* What is required *
Copy out the lines of the data verbatim, from the line containing "Where can you find the grass tuft" through the line containing "point(145, 106)", including both.

Stored records
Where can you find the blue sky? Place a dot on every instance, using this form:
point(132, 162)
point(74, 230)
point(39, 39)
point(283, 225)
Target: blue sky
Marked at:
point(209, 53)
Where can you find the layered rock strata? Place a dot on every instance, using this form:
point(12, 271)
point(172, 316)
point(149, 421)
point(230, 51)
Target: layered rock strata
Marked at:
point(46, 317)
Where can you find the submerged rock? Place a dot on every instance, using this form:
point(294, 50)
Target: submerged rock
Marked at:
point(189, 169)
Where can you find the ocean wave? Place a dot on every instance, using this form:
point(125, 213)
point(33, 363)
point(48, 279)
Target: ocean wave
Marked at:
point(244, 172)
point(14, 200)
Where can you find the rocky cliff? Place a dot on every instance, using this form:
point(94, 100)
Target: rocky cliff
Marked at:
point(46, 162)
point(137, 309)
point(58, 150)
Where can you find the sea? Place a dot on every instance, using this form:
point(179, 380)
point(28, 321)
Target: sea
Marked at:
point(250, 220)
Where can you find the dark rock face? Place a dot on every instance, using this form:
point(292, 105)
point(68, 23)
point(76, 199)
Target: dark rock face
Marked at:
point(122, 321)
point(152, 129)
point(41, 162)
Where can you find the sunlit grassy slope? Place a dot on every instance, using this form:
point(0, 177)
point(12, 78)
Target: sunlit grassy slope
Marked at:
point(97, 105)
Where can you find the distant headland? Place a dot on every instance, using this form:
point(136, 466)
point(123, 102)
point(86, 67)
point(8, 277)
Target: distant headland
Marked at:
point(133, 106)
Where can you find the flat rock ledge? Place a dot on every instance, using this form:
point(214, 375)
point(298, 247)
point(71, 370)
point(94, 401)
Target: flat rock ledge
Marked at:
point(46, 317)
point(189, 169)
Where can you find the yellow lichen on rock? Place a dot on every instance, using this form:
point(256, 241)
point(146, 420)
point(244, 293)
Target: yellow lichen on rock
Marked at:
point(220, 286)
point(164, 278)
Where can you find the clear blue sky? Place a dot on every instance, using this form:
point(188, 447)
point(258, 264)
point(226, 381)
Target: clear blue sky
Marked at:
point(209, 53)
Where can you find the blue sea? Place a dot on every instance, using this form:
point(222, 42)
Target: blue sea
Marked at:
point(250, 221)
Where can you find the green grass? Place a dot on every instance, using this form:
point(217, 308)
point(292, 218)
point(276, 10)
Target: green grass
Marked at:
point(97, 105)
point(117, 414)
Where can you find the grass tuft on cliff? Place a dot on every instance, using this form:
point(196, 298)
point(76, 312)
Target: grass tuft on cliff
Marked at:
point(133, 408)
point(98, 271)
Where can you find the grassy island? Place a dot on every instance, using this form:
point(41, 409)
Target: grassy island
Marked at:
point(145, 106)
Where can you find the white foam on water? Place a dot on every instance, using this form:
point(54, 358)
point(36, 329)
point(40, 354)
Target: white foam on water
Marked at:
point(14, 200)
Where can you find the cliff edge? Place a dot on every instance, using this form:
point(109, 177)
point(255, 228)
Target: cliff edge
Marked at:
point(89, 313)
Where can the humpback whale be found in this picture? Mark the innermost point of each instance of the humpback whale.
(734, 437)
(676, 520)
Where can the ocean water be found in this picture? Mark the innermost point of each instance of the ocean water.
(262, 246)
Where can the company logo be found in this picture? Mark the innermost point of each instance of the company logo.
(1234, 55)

* Result of this task *
Where can you find the grass tuft on cliff? Place a dot on every instance, using this form:
point(196, 298)
point(76, 312)
Target: grass tuft on cliff
Marked at:
point(133, 408)
point(98, 271)
Where can you find the grassy island? Place a dot on every instance, using this form:
point(41, 409)
Target: grassy island
Marked at:
point(145, 106)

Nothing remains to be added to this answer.